= Brief =
Update the items from the line with "job: trace every instance of the **white" to the line with "target: **white refrigerator**" by replacing "refrigerator" with "fridge", keeping everything else unchanged, and give back only those lines.

----- Dataset -----

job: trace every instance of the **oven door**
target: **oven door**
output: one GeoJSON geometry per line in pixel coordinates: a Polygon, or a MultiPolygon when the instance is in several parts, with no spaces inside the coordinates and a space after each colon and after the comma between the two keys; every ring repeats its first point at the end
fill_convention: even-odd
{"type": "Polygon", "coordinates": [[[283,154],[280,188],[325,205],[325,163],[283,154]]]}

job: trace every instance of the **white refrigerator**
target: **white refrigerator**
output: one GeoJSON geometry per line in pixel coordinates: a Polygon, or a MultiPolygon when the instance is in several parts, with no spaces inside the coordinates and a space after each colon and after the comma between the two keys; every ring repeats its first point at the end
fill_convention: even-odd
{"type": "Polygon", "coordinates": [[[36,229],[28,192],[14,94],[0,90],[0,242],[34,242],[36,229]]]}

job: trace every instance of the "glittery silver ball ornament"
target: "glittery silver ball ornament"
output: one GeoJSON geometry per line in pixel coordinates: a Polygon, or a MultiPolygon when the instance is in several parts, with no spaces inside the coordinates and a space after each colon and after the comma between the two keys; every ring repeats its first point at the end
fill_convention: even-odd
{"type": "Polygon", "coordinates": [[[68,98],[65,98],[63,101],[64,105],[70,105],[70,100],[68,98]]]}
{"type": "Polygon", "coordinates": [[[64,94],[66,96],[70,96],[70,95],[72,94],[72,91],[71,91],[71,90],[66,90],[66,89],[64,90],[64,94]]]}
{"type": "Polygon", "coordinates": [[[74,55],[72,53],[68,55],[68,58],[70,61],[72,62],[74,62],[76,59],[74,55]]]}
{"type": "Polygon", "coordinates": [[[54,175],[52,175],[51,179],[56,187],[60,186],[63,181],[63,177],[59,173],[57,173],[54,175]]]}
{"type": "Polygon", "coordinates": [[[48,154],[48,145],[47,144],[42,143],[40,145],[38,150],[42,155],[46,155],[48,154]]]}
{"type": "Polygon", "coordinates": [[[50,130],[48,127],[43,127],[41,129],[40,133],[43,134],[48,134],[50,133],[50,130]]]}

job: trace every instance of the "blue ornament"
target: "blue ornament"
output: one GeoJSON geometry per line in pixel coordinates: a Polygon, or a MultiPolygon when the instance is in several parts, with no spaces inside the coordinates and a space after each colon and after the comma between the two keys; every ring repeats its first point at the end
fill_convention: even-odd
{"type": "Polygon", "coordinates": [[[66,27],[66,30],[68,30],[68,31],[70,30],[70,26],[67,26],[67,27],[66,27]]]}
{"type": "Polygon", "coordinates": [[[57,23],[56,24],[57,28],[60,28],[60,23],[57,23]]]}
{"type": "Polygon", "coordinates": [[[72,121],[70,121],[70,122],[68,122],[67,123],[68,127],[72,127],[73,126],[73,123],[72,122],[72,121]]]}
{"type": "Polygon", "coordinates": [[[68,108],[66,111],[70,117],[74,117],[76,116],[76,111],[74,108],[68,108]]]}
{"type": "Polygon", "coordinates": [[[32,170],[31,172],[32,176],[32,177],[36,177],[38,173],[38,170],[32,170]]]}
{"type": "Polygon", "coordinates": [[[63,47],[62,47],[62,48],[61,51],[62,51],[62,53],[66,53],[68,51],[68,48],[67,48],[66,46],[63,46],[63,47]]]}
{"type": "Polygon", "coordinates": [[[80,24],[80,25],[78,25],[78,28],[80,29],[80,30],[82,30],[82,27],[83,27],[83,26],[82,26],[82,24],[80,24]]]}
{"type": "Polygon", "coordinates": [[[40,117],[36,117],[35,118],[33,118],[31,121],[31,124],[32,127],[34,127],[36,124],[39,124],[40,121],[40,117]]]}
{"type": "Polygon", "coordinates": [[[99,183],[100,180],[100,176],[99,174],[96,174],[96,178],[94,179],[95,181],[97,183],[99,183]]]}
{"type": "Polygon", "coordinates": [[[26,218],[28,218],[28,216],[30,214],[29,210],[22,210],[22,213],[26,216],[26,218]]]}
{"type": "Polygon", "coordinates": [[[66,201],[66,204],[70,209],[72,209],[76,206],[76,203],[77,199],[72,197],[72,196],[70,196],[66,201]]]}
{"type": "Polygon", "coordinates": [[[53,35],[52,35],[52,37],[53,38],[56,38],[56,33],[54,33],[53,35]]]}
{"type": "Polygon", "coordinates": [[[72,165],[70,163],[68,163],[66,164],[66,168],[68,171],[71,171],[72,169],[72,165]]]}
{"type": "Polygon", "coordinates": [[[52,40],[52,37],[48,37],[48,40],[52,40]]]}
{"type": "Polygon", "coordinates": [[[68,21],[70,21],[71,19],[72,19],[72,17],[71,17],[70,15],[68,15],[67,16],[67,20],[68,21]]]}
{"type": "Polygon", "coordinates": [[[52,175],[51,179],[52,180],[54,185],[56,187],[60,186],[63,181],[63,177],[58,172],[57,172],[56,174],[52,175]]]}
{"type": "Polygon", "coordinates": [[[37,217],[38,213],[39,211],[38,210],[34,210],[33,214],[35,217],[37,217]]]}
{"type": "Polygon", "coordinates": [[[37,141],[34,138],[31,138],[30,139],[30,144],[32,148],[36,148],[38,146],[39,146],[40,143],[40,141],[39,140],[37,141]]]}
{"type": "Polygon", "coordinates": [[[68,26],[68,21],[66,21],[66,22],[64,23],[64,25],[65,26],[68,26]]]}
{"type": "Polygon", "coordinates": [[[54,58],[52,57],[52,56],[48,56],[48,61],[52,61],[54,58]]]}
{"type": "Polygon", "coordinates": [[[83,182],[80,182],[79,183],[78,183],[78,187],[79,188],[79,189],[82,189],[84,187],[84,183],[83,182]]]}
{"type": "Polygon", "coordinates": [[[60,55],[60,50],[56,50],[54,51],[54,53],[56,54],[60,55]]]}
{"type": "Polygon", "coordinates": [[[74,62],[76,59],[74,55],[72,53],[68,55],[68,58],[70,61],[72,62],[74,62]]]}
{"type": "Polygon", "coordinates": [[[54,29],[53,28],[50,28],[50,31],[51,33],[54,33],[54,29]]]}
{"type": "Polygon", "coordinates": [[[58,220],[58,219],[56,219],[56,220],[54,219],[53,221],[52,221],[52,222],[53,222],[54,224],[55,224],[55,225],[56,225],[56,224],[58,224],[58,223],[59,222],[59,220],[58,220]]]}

-----

= The response =
job: trace every instance of the **white fridge**
target: **white fridge**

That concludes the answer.